§ Task objective: Which lines in the listing below contain the string "Target"? Pull out each of those lines in full, and count a line only if its capitalization matches.

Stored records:
● ● ●

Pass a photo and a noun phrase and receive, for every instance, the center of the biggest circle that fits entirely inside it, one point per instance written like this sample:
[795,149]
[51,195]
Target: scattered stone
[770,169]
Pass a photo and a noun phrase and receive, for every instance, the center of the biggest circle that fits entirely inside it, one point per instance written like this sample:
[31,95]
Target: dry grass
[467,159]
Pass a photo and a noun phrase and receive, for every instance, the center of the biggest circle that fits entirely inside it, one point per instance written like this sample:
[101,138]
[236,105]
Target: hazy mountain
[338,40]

● ● ●

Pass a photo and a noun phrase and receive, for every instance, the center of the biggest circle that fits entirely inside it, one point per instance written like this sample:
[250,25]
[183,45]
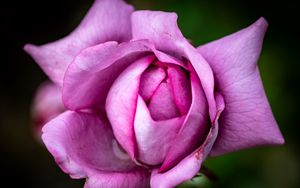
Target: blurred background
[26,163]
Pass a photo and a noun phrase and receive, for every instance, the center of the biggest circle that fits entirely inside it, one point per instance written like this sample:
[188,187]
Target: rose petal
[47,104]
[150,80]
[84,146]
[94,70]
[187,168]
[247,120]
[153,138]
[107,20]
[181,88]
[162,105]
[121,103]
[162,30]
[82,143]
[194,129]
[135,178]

● ● ●

§ The answer:
Target: scattered stone
Target: dry grass
Target: hazy mountain
Target: blurred background
Target: rose petal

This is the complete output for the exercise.